Document text:
More important are the actual calculations. I believe we should draw
an uncrossable line between cores and threads and not interfere with
it at least on VDSM's side. That would mean deprecating
report_host_threads_as_cores option. The actual algorithm used at
present does calculate the numa cores and numa threads correctly given
that there are no offline CPUs - most likely fine enough. We don't
have to report the actual number of sockets though, as it is reported
in numa* keys.

There is a reason for report_host_threads_as_cores option. I don't remember it right now, but it had to do with some limitation of some OS or license or something.
I don't think we should deprecate it.

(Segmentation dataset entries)
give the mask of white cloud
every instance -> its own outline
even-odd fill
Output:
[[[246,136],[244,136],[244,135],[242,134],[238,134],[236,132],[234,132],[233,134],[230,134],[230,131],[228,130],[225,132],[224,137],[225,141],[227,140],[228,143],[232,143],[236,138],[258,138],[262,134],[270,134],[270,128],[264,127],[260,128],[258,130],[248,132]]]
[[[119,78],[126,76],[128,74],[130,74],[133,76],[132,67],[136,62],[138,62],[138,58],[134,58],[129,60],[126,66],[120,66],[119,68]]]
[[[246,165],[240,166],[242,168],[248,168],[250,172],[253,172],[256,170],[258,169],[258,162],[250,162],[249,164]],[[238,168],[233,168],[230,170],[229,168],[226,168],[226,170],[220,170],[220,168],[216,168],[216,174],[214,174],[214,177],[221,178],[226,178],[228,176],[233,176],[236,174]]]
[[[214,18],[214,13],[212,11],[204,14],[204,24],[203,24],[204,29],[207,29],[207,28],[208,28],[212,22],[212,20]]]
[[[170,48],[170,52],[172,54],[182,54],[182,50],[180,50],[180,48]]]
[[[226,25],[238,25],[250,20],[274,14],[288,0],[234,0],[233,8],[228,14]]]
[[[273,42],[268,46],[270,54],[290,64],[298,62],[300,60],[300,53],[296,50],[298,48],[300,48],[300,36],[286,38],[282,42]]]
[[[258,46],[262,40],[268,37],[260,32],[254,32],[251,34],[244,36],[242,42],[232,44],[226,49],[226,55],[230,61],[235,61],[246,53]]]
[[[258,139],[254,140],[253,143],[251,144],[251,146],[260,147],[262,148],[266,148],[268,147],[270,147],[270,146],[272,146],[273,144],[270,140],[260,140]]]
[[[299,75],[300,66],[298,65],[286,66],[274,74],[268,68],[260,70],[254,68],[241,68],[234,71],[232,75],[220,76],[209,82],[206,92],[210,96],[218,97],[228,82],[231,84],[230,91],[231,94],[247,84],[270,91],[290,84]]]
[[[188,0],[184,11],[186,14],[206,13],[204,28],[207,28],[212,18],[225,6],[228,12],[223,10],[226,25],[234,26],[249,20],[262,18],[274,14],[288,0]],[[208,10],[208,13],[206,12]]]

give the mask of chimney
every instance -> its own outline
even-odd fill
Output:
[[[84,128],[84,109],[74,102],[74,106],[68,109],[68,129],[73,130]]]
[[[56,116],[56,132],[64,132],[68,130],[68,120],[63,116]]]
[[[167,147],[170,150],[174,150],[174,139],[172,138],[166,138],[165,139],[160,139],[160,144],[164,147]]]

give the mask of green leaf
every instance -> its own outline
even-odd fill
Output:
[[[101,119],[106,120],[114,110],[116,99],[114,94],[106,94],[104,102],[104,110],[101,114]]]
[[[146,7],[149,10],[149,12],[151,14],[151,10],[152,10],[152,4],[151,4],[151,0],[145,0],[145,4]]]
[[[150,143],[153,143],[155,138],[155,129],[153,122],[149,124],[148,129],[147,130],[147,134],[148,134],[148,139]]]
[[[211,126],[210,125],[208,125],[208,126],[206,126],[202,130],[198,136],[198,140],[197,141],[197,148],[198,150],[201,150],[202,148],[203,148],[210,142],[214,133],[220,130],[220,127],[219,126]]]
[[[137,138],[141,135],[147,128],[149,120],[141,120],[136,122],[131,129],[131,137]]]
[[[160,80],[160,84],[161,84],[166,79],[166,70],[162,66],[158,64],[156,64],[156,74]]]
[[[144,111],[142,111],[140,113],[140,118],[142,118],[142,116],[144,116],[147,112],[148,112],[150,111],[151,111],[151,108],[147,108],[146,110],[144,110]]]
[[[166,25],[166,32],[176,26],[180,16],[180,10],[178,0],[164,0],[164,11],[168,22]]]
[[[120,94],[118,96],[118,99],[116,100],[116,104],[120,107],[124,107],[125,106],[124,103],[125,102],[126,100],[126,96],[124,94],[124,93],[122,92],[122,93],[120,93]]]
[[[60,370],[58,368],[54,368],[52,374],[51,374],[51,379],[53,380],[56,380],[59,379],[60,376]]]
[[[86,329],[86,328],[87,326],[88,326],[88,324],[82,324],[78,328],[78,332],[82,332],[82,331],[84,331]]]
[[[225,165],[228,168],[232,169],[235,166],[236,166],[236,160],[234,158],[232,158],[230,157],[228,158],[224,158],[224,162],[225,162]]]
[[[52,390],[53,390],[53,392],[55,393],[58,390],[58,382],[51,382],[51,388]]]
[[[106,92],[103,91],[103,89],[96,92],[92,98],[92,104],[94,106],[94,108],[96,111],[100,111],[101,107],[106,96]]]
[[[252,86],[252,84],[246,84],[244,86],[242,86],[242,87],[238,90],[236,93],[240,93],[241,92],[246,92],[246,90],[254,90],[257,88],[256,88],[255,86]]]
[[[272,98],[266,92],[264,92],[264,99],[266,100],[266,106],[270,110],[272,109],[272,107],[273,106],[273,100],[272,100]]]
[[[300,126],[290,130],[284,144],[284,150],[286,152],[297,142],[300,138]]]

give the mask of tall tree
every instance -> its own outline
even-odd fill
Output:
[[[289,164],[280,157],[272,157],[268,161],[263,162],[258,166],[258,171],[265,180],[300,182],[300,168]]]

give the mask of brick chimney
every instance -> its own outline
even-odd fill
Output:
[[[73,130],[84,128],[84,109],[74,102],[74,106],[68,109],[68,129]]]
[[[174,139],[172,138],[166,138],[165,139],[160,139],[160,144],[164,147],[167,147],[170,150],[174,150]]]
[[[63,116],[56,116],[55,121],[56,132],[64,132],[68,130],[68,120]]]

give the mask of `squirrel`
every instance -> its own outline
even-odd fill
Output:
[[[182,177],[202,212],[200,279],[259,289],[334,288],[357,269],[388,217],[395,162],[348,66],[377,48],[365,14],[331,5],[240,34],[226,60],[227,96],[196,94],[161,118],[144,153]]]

To do:
1 > In the VDSM discussion, switch "limitation" to "restriction" and write out the stretch from "There is a reason" through "should deprecate it." with that change.
2 > Based on the VDSM discussion, answer yes or no to each statement and quote the words that decide it. (a) The present algorithm counts numa cores and numa threads correctly as long as no CPUs are offline. (b) The first writer holds that the actual number of sockets has to be reported. (c) The reply supports deprecating the report_host_threads_as_cores option.

Solutions to the tasks:
1 >
There is a reason for report_host_threads_as_cores option. I don't remember it right now, but it had to do with some restriction of some OS or license or something.
I don't think we should deprecate it.

2 >
(a) Yes: "does calculate the numa cores and numa threads correctly given that there are no offline CPUs"
(b) No: "We don't have to report the actual number of sockets though"
(c) No: "I don't think we should deprecate it."